START DATASET RECORDS
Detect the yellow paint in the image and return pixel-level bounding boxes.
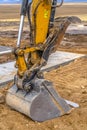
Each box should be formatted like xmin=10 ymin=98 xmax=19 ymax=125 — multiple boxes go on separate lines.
xmin=15 ymin=47 xmax=39 ymax=76
xmin=44 ymin=9 xmax=49 ymax=18
xmin=24 ymin=47 xmax=37 ymax=53
xmin=17 ymin=56 xmax=27 ymax=76
xmin=32 ymin=0 xmax=52 ymax=44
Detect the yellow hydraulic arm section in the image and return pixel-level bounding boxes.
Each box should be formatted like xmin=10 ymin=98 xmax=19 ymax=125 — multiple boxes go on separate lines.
xmin=15 ymin=0 xmax=52 ymax=76
xmin=12 ymin=0 xmax=81 ymax=91
xmin=32 ymin=0 xmax=52 ymax=44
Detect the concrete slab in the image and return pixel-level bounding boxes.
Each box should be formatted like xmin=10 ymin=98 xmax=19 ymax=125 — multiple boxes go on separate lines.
xmin=0 ymin=51 xmax=86 ymax=86
xmin=0 ymin=61 xmax=16 ymax=86
xmin=41 ymin=51 xmax=86 ymax=72
xmin=66 ymin=24 xmax=87 ymax=35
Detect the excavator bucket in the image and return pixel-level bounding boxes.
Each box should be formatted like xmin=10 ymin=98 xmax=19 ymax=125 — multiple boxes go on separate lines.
xmin=6 ymin=78 xmax=79 ymax=122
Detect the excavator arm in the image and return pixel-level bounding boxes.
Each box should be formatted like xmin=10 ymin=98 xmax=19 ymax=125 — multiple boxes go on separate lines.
xmin=6 ymin=0 xmax=81 ymax=122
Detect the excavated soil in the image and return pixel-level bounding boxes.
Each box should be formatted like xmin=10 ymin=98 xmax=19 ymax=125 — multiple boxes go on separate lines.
xmin=0 ymin=4 xmax=87 ymax=130
xmin=0 ymin=57 xmax=87 ymax=130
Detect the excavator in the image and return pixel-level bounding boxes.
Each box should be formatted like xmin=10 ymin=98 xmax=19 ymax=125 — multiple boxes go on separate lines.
xmin=6 ymin=0 xmax=81 ymax=122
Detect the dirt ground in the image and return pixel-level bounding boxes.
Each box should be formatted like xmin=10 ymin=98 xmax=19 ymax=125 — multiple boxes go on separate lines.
xmin=0 ymin=3 xmax=87 ymax=130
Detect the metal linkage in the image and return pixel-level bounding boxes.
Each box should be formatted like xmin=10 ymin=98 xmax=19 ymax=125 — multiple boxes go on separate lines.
xmin=17 ymin=15 xmax=25 ymax=47
xmin=17 ymin=0 xmax=28 ymax=47
xmin=0 ymin=46 xmax=12 ymax=56
xmin=52 ymin=0 xmax=64 ymax=8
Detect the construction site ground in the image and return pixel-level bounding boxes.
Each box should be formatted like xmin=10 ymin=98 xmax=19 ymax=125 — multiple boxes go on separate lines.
xmin=0 ymin=3 xmax=87 ymax=130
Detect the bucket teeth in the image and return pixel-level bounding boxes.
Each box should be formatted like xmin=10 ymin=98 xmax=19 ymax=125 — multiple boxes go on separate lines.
xmin=6 ymin=78 xmax=78 ymax=122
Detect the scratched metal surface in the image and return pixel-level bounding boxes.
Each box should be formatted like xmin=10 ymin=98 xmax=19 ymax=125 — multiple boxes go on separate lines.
xmin=0 ymin=51 xmax=85 ymax=86
xmin=0 ymin=45 xmax=12 ymax=55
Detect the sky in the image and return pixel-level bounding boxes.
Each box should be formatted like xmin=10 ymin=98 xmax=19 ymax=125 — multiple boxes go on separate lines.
xmin=0 ymin=0 xmax=21 ymax=3
xmin=0 ymin=0 xmax=87 ymax=4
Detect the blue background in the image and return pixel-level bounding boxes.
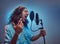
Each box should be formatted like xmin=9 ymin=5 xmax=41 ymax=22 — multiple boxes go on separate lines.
xmin=0 ymin=0 xmax=60 ymax=44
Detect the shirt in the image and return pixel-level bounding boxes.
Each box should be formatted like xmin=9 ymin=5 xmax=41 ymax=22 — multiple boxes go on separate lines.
xmin=5 ymin=23 xmax=33 ymax=44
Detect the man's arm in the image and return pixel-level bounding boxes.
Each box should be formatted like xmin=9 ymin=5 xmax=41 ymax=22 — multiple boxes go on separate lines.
xmin=4 ymin=26 xmax=19 ymax=44
xmin=31 ymin=33 xmax=41 ymax=41
xmin=9 ymin=33 xmax=18 ymax=44
xmin=9 ymin=19 xmax=24 ymax=44
xmin=31 ymin=29 xmax=46 ymax=41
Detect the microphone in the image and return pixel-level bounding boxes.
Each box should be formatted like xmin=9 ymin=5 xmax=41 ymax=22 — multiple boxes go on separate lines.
xmin=35 ymin=13 xmax=39 ymax=25
xmin=30 ymin=11 xmax=46 ymax=44
xmin=40 ymin=19 xmax=43 ymax=29
xmin=30 ymin=11 xmax=34 ymax=22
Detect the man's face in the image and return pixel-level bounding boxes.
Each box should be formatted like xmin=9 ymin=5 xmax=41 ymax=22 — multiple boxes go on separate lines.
xmin=22 ymin=8 xmax=28 ymax=20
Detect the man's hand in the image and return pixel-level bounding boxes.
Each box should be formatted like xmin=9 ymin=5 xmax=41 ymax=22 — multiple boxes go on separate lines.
xmin=9 ymin=18 xmax=24 ymax=44
xmin=13 ymin=18 xmax=24 ymax=35
xmin=39 ymin=29 xmax=46 ymax=37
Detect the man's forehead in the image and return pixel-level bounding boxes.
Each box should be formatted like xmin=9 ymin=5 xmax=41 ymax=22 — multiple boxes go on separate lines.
xmin=24 ymin=9 xmax=28 ymax=12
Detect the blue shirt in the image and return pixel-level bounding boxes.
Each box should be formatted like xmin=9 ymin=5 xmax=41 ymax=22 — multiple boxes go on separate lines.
xmin=5 ymin=23 xmax=33 ymax=44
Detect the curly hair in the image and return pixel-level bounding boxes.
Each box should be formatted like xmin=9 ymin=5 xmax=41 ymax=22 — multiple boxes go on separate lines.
xmin=9 ymin=6 xmax=28 ymax=26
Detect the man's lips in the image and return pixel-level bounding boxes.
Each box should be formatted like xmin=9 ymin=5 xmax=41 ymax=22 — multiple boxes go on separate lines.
xmin=25 ymin=14 xmax=28 ymax=18
xmin=25 ymin=16 xmax=27 ymax=18
xmin=25 ymin=15 xmax=28 ymax=18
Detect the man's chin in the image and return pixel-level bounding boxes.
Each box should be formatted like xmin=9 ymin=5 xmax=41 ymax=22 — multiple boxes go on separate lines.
xmin=22 ymin=17 xmax=27 ymax=21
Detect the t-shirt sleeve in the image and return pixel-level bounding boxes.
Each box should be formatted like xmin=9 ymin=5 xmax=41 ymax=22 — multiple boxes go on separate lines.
xmin=4 ymin=25 xmax=12 ymax=44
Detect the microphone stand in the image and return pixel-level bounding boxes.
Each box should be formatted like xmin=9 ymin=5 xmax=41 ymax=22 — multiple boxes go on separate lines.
xmin=40 ymin=19 xmax=46 ymax=44
xmin=29 ymin=11 xmax=46 ymax=44
xmin=30 ymin=19 xmax=46 ymax=44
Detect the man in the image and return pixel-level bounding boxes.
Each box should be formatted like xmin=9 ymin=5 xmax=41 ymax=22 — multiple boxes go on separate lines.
xmin=5 ymin=6 xmax=46 ymax=44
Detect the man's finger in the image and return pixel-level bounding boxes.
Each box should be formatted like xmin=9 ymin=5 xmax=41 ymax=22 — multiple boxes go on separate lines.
xmin=20 ymin=21 xmax=24 ymax=26
xmin=18 ymin=18 xmax=22 ymax=24
xmin=19 ymin=18 xmax=22 ymax=21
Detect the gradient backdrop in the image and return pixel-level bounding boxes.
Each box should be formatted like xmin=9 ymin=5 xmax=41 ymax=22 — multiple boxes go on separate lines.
xmin=0 ymin=0 xmax=60 ymax=44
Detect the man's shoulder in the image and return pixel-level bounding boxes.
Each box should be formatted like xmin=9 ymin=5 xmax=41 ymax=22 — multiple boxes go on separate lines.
xmin=5 ymin=23 xmax=13 ymax=30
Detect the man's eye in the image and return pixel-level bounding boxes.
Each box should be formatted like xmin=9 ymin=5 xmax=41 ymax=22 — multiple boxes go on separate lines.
xmin=25 ymin=10 xmax=28 ymax=12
END DATASET RECORDS
→ WHAT THE TASK ASKS
Filter the data for the string "microphone". Copy each matching line.

→ TASK SOLUTION
Detect the microphone in the image and return pixel-level bounding boxes.
Detect the microphone stand in the image and return pixel-level bounding boxes.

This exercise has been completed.